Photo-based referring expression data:
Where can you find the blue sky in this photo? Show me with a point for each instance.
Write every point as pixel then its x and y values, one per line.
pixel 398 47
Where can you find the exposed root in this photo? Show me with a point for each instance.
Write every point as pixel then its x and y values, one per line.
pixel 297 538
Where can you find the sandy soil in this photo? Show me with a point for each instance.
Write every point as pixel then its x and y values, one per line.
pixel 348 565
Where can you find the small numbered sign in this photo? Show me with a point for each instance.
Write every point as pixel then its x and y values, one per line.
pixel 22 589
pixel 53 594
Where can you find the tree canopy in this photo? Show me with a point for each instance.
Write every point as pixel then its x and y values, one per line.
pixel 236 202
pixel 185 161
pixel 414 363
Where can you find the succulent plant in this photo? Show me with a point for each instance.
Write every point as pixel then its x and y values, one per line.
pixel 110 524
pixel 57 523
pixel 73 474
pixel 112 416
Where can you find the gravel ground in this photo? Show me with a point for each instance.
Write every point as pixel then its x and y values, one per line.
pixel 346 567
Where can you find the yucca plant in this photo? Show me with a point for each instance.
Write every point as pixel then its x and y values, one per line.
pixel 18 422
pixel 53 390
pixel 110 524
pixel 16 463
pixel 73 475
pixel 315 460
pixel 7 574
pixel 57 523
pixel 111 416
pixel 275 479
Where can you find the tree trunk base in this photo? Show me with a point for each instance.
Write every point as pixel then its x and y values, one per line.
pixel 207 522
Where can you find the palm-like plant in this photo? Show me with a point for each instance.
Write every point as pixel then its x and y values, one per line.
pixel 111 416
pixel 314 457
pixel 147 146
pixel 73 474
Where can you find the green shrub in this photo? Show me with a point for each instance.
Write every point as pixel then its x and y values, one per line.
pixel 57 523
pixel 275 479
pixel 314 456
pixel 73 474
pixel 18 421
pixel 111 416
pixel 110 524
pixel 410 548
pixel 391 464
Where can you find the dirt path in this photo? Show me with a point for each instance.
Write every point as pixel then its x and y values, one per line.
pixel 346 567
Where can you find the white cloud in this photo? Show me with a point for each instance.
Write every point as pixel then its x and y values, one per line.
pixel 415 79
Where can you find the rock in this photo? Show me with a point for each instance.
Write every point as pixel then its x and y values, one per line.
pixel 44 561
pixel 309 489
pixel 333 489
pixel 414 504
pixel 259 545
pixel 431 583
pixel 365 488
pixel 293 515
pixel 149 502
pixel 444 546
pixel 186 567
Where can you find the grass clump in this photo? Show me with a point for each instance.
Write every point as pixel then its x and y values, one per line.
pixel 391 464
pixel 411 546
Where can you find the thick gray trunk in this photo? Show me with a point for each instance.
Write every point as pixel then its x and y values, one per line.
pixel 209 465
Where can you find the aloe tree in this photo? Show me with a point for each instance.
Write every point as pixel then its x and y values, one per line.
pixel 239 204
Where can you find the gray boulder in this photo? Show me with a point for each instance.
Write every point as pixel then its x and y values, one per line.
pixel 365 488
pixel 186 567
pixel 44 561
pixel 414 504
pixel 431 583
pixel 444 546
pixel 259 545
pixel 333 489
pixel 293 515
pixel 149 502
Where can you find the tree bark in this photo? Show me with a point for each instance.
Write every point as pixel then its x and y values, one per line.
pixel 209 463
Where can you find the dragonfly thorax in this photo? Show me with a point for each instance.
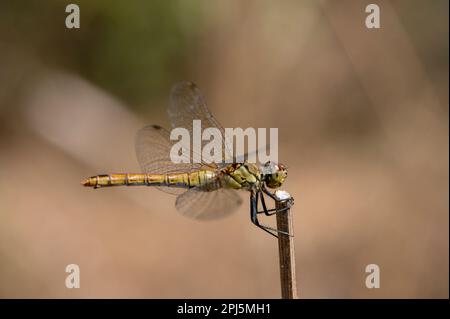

- **GOAL OF THE EXERCISE**
Give every record again word for word, pictures excluded.

- **YOUR RESPONSE**
Where can you find the blue sky in this photo? Show me with a point for each instance.
Write every point as pixel then its x and y values, one per line.
pixel 398 47
Where can you find the exposed root in this photo? Show me with a point for each instance.
Write every point as pixel then its x and y values, one per line.
pixel 297 538
Where can you find the sandy soil in this photo? Show me with a point for each instance.
Write every point as pixel then its x and y values, one per line.
pixel 348 565
Where can you find the small numbered sign in this photo? Show me with a point for each instance.
Write every point as pixel then its x and y values, one per line.
pixel 22 589
pixel 53 594
Where can you find the tree canopy in this photo? Show me with a point for each instance.
Write every point as pixel then its x and y values, one per line.
pixel 236 202
pixel 185 161
pixel 414 363
Where can you find the succulent plant in this photo? Show me with a point for each instance.
Write every point as pixel then its x and y values, one per line.
pixel 110 524
pixel 57 523
pixel 73 474
pixel 112 416
Where can you find the gravel ground in this photo? Show me with a point for each instance.
Write every point as pixel then its x and y values, one per line.
pixel 346 567
Where can you find the yucca plant in this photo? Show me with a point for each instance.
Write every point as pixel then its x and y values, one per line.
pixel 18 422
pixel 53 390
pixel 110 524
pixel 16 463
pixel 73 475
pixel 315 460
pixel 7 574
pixel 57 523
pixel 111 416
pixel 275 479
Where can you find the tree trunk base in this photo? Show me with a point for each instance.
Write every point as pixel then its x and y values, one per line.
pixel 207 522
Where can you find the palm-like plant in this photo? Show me with a point for each instance.
Write every point as pixel then its x and y values, one per line.
pixel 111 416
pixel 314 457
pixel 147 146
pixel 73 474
Where can you find the green shrub in this photo? Show me with a point for each instance.
Write every point as pixel then its x and y values, one per line.
pixel 57 523
pixel 275 479
pixel 314 456
pixel 73 474
pixel 18 421
pixel 111 416
pixel 110 524
pixel 410 548
pixel 391 464
Where can you find the dirt path in this photo? Show me with a point for each instance.
Write every point as pixel then its x and y values, one per line.
pixel 346 567
Where can you find the white cloud in this photo? Show me with a point for each instance.
Write every point as pixel then its x and y values, one per line.
pixel 415 79
Where can you find the rock in this photo? Show me with a point for each instance.
Write every point as pixel then its x and y values, one per line.
pixel 44 561
pixel 309 489
pixel 333 489
pixel 414 504
pixel 259 545
pixel 431 583
pixel 365 488
pixel 293 515
pixel 149 502
pixel 444 546
pixel 186 567
Where can you find the grass clump in this photo? Show me with a point for each instance.
Write every point as pixel then its x and y values, one per line.
pixel 391 464
pixel 411 546
Where can you find the thick gray trunk in this photo? Show me with a point for each instance.
Write every point as pixel then its x and y values, one per line.
pixel 209 465
Where can you find the aloe tree in this photo? Show me with a point for each instance.
Write every point as pixel then its x and y values, one per line.
pixel 239 204
Where can you find the gray boulder in this photo? Show me with a point for each instance.
Write every point as pixel then its x and y values, one per line.
pixel 365 488
pixel 186 567
pixel 44 561
pixel 414 504
pixel 431 583
pixel 444 546
pixel 259 545
pixel 333 489
pixel 293 515
pixel 149 502
Where can you find the tree bark in this photo? Show me with a point for each instance.
Write every point as pixel then its x and y values, one per line.
pixel 209 463
Where can you find the dragonfly thorax in this photo? Show me with a point for each instance.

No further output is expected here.